[ABOUT THIS TASK]:
Name every researcher that the passage on INH monitoring and NAT2 types cites by name with "et al."

[PASSAGE]:
◆ ◆ ◆ ◆

Next, we performed subgroup analysis categorized by continent, including Africa, the Americas, Asia, and Europe. The results showed that most patients with TB worldwide have the SA type. Furthermore, patient TB with SA type on each continent had an average INH C _max (>7 μg/mL) above the therapeutic range (3–6 μg/mL), and the mean prevalence of DILI ranged from 27.36% to 42.83%. These results imply that, globally, patients with TB with the SA type have a higher risk of INH toxicity, especially hepatotoxicity. In 2008, Sabbagh et al. ³⁶ studied the worldwide distribution of NAT2 diversity and reported that the SA type was predominant in Africa and Europe. The results of Sabbagh et al. were consistent with the results of this review. Unfortunately, NAT2 data for Australia were limited. However, a study in 1993 reported that the NAT2 phenotype in Western Australia was 63.3% RA and 36.7% SA. ³⁷

One study indicated that C₂ was clinically related to C _max, which provides a way to monitor INH levels. ¹⁷ However, it should be considered that the C₂ might be lower than the C _max, especially in the IA and RA types, this issue should be considered. ³⁸ Thus, NAT2 genotyping before blood sampling may benefit the interpretation of INH monitoring. Apart from C₂, some studies have recommended the use of C₃ for INH monitoring. ³⁹ Typically, the therapeutic range of C₃ is between 1 and 2 μg/mL. ⁴⁰ Our results showed that the average C₃ in the IA and RA groups given the Std INH dose ranged within therapeutic concentrations, whereas the average C₃ in the SA group was >2 μg/mL. Patients who had an INH C₃ > 2 μg/mL might be at risk of INH toxicity, especially hepatotoxicity. Therefore, our findings show that adults in the SA group given the Std INH dose may be at the risk of toxicity because the average C₃ in this group was higher than the therapeutic range. Ben Fredj et al. ⁴¹ reported that an INH C₃ > 2 μg/mL was associated with an increase in the neurotoxic adverse effects of INH, whereas an INH C₃ > 3.69 μg/mL was related to INH‐induced hepatoxicity. In terms of INH monitoring, C₃ may be suitable for routine monitoring. Alshaikheid et al. ⁴² found that using the Bayesian approach, a one timepoint concentration for a limited sampling strategy including C₃, could be sufficient to estimate the INH AUC_0–24 in routine INH monitoring. ⁴² Choosing an appropriate sampling timepoint for INH monitoring might be different for each NAT2 activity group. In general, the time to maximum concentration (T _max) of INH ranges from 0.6 to 2.0 h depending on NAT2 phenotype. The T _max of INH in SA carriers is slower than in RA carriers. ⁴³ , ⁴⁴ If a patient with TB harbors the RA type, the C₃ of INH may be an appropriate parameter for monitoring because the C₂ of INH in the RA group may be lower than INH C _max leading to inappropriate interpretation. Conversely, INH C₂ might be appropriate for patients with TB with the SA or IA types because the INH C₂ in these groups is close to the same level as C _max. Thus, NAT2 genotyping may be advantageous for determining the blood sampling time for INH monitoring.

◆ ◆ ◆ ◆

[DATA SUPPLIED]:
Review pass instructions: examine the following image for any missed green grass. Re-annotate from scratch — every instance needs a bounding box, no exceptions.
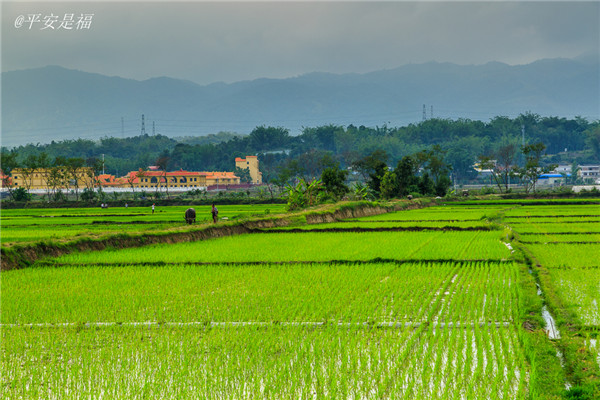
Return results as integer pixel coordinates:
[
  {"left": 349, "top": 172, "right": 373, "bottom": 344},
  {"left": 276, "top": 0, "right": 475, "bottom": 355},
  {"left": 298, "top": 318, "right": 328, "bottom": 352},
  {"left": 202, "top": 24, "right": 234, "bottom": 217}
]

◆ ◆ ◆ ◆

[OUTPUT FOR THIS EXERCISE]:
Sabbagh et al., Ben Fredj et al., Alshaikheid et al.